The silent assassin that knows no mercy - how *coupling* chokes software (part III)

This is part III of coupling consideration topic. If you want to check my past coupling-related posts, you can find them here:

Part I - the theory of coupling
Part II - practical examples of coupling and how does it really affect your apps (& services!)

Now it's time for Part III - let's bring up some ideas about how to fight the coupling off. To make things more spicey, let's start with the most tricky one - the run-time coupling.

What do want to achieve?

We want to make sure that:

Disruption of one service has a minimal impact on other services.
Upgrade or any other non-failure-related maintenance action on one services can be performed without disrupting the actual service.
If one of the services fails somehow and it's just one of the service called indirenctly, it's still possible to quickly find the actual point of failure

The obvious obviousness

The points above can be easily addressed using the following ideas:

Design for failure - never assume that anything you depend on works properly: services may not be achievable, database may be off, files may be absent or disk may be full - surely it will bloat your code-base, but if you do it in a smart way (AOP, handlers, interceptors, filters, etc.), the burden will be barely noticeable
Disconnect your components - use brokered MOMs (message-oriented middleware) or Service Bus to minimize the reliance of components:
make once component not event knowing who deals with a message it sends
abstract out the messages as a depend for particular business service, not a call to pre-defined component
Fail fast - avoid long timeouts: in vast majority of cases timeout longer than 5 seconds means you've designed something badly; it's far better to fail fast and deal with error in a clear and serviceable way then to have false hopes for long timeout solving it for you
Work out the re-call strategy - things will fail, especially in distributed scenario - they will fail constantly and continuously, that's why you should:
make your operations repeatable
make your operations idempotent or ...
... make your operations identifiable, so you can avoid double execution

Awesome, but it won't work here ...

Unfortunately, in many cases brokered MOMs are out-of-the-question. UI-centric solutions usually require immediate responses, systems are not designed for asynchronuous operations and the calls have to be request-response. What then?

WRITTEN TASK 1: Print the passage of the coupling post from "This is part" to "on other services.".

Labeled-object pointing entries:
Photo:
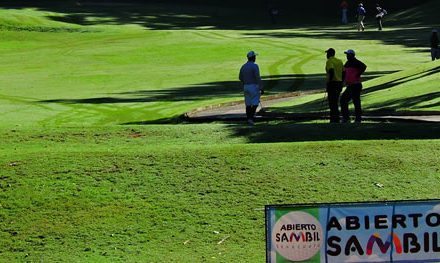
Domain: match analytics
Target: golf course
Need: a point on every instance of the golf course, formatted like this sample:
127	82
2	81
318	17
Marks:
100	163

WRITTEN TASK 2: Output the pointing entry above word for word, leaving out the picture.

RIGHT ANSWER 1:
This is part III of coupling consideration topic. If you want to check my past coupling-related posts, you can find them here:

Part I - the theory of coupling
Part II - practical examples of coupling and how does it really affect your apps (& services!)

Now it's time for Part III - let's bring up some ideas about how to fight the coupling off. To make things more spicey, let's start with the most tricky one - the run-time coupling.

What do want to achieve?

We want to make sure that:

Disruption of one service has a minimal impact on other services.

RIGHT ANSWER 2:
Photo:
Domain: match analytics
Target: golf course
Need: a point on every instance of the golf course, formatted like this sample:
127	82
2	81
318	17
Marks:
100	163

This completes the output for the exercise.